(Exercise materials)

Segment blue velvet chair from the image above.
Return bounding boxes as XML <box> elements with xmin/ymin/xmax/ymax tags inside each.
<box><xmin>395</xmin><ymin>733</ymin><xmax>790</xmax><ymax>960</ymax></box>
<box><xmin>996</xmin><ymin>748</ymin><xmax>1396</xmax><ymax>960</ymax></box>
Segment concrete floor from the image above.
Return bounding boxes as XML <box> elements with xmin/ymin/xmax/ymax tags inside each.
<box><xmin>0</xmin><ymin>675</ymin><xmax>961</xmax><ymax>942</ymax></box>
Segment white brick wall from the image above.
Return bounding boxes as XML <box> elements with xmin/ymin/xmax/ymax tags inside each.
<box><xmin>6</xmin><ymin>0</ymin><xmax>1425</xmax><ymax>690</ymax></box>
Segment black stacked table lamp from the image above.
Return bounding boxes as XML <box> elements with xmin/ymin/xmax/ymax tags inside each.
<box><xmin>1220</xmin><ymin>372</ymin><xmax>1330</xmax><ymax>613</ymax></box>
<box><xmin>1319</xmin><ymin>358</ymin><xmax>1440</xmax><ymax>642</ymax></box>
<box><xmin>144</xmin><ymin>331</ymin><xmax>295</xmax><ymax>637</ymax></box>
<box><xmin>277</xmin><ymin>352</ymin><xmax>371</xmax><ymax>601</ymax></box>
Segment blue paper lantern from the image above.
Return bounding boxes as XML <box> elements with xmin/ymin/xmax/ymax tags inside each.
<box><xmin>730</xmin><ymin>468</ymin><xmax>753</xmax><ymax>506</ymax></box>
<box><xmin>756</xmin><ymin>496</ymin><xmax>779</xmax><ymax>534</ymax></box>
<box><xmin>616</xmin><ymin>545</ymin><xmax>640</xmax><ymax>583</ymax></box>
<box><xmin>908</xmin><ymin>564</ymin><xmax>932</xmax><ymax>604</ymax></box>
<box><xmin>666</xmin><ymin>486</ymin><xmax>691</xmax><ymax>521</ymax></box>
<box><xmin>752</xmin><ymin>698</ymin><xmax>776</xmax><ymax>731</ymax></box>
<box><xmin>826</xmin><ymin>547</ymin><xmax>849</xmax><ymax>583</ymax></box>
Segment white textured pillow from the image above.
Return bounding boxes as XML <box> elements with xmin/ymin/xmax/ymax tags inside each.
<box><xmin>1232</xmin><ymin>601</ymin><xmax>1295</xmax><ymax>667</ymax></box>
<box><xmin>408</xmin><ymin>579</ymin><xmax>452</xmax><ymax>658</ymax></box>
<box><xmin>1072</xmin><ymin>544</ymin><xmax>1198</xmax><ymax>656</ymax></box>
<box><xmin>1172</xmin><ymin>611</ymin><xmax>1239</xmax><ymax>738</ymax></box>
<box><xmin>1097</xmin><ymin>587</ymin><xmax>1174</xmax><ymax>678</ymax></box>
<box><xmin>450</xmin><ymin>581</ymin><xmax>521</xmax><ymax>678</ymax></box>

(End Exercise materials)

Action item ::
For every line of the material that holds the word "above", make a copy.

Exercise answer ::
Segment blue velvet chair from the image above.
Segment concrete floor from the image above.
Segment white brick wall from the image above.
Segment black stacked table lamp from the image above.
Segment blue paper lantern from the image above.
Segment white textured pillow from the image above.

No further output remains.